= Page extract =
>>>>>

The most basic question concerning the tipped wage is who should pay the workers—employers who hire them or by means of customer tips? The quasi-natural wage floor experiment going on across the county is proof at the very least that the $2.13 federal subminimum wage can easily and without undue economic harm be increased.17 The restaurant industry is booming in states that do not allow for subminimum wages—and those no-tip-credit states also have regular minimums significantly above $7.25. Lending credence to the immediacy of policy action are the low wages, low-to-no benefits, and high poverty rates of tipped workers, especially acute for women in states that follow the federal $2.13 sub-wage floor.

<<<<<

= Data entries =

>>>>>

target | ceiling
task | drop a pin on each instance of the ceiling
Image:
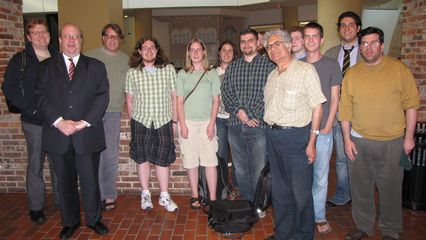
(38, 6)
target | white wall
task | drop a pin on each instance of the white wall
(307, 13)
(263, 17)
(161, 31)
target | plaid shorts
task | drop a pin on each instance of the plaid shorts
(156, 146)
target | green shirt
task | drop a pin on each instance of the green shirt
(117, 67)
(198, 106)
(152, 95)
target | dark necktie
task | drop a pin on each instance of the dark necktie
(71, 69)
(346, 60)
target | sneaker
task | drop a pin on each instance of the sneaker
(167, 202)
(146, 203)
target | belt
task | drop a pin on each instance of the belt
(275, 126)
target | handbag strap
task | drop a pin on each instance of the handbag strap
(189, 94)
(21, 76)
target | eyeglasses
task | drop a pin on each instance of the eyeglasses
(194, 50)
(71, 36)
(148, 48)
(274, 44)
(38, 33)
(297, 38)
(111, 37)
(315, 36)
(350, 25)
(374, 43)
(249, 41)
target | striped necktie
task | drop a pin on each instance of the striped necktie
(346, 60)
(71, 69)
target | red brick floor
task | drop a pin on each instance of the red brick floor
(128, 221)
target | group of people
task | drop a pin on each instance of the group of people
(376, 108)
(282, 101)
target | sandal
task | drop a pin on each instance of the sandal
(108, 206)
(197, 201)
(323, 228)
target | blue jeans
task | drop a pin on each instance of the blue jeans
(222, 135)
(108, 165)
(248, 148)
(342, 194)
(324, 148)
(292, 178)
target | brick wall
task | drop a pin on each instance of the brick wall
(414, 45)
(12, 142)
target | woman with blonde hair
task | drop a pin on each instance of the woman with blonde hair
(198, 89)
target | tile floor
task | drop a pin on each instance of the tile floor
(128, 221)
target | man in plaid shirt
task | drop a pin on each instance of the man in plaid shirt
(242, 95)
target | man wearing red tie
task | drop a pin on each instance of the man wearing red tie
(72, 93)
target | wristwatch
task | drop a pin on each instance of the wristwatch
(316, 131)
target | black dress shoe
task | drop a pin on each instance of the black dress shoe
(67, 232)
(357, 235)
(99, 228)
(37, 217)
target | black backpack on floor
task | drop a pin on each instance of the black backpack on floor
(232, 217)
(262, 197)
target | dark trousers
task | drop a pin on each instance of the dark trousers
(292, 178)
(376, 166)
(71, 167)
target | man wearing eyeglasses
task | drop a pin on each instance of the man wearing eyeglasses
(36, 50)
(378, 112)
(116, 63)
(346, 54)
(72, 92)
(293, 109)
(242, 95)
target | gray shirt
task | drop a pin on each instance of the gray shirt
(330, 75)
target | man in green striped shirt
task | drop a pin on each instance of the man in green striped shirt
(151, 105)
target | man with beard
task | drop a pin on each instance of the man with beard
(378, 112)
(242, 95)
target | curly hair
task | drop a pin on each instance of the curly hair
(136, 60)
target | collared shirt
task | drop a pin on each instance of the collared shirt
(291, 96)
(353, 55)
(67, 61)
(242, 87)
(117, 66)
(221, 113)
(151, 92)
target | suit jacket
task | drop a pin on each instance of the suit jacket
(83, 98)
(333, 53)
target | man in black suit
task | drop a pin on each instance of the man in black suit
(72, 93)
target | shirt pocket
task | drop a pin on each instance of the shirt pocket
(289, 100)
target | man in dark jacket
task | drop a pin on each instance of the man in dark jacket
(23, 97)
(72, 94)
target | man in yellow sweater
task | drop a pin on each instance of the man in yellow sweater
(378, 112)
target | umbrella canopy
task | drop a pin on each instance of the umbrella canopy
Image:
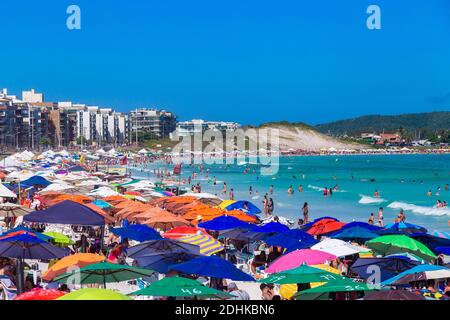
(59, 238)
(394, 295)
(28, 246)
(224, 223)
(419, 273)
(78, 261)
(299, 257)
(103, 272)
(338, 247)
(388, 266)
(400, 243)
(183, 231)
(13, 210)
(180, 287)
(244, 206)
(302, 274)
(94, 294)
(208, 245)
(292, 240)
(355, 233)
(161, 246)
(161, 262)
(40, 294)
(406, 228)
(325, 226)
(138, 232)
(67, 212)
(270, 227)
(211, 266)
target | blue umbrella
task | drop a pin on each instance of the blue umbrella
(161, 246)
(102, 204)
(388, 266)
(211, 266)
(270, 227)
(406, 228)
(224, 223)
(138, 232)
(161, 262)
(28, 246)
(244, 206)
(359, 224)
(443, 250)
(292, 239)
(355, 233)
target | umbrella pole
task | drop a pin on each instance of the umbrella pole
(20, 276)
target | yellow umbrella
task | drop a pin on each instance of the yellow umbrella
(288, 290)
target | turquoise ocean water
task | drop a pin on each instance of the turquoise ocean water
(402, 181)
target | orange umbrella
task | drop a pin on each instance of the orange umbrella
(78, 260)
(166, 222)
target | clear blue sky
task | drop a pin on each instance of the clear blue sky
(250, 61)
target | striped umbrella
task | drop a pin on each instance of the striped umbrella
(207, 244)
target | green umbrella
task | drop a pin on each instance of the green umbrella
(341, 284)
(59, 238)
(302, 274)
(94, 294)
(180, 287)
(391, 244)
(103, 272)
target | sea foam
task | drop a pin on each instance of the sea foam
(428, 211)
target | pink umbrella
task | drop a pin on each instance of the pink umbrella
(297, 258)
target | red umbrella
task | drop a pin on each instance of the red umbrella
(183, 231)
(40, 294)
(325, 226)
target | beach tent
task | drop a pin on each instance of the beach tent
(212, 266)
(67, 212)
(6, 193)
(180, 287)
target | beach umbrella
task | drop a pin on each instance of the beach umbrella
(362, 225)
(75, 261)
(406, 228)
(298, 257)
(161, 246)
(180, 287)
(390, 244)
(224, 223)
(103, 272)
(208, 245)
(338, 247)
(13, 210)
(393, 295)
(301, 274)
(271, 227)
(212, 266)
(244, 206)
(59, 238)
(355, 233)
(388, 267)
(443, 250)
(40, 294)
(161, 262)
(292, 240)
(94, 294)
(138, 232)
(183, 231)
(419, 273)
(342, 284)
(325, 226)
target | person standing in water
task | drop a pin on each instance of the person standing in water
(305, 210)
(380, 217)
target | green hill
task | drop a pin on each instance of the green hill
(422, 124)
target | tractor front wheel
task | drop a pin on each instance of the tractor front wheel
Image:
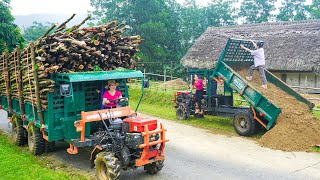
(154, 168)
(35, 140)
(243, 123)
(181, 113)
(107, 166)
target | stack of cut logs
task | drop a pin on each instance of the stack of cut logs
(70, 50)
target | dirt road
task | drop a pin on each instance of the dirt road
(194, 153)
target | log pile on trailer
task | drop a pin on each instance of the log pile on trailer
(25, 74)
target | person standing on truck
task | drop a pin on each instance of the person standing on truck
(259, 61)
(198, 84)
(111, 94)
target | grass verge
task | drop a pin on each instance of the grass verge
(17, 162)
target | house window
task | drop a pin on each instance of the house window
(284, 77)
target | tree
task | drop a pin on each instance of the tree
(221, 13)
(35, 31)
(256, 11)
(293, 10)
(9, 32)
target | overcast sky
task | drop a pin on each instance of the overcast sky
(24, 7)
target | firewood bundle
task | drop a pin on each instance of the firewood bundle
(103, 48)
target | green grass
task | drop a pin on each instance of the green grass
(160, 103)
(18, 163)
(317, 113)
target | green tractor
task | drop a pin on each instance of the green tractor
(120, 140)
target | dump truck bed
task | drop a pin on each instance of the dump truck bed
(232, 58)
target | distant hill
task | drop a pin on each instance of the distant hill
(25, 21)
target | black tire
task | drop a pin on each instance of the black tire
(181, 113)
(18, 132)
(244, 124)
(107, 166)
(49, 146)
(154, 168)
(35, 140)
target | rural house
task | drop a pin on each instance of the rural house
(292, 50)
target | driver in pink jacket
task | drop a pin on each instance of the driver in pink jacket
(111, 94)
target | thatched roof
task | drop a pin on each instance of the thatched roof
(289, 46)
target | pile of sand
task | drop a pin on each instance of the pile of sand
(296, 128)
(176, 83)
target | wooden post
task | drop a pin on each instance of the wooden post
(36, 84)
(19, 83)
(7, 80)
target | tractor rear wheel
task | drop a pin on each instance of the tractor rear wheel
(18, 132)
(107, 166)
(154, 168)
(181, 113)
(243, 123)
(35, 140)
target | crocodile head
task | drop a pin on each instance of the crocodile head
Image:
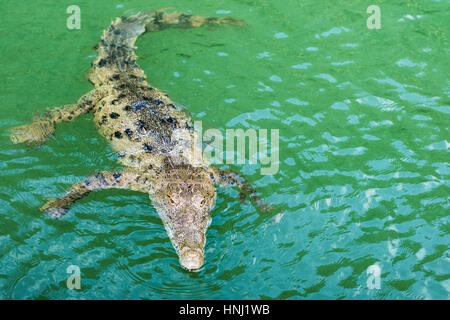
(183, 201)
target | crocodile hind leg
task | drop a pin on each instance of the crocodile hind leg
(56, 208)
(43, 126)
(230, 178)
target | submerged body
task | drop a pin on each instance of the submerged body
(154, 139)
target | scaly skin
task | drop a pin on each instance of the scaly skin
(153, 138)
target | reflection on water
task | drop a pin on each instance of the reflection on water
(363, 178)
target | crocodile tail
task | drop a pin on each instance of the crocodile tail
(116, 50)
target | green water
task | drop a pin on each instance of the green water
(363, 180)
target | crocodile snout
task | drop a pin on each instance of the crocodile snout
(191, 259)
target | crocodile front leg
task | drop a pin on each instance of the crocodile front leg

<<<<<

Continue the passage on the tipped wage, starting after its last sentence. These lines come from a separate source.

= Output for this task =
Furthermore, 46 percent of tipped workers and their families rely on public assistance to make ends meet—compared to 35.5 percent of the non-tipped workforce.18 It is good policy that low-wage workers can turn to public assistance for help, but these programs were not designed to serve as a permanent wage subsidy or part of the business strategy for low-wage employers.
Relevant to all low-wage workers, and even to middle-tier workers, is an imperative to increase wage growth, enforce and strengthen labor protections, and provide a seamless path to unionize. We also need to upgrade workplace benefits and scheduling practices. How can it be that of all advanced economies in the world, it is the U.S. worker who, regardless of anything, gets no mandated paid time off? After a quarter of a century, the time is past due to raise the federal subminimum wage (along with the minimum wage) and have a discussion about the merits of complete abolishment of this sub-wage floor. A stronger wage policy would be a start to address two of the biggest problems in our economy—growing inequality and poverty among the working poor.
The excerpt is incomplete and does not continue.